Data shown =
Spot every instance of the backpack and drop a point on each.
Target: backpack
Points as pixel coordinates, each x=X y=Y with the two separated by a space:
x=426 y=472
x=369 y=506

Challenge =
Could you format every line of the entries above as a JSON list of strings, with one string per line and any blank lines omitted?

Solved problem =
[
  "Spot every instance of the backpack and drop a point on each.",
  "Target: backpack",
  "Points as pixel coordinates, each x=X y=Y with the two separated by a space:",
  "x=426 y=472",
  "x=369 y=506"
]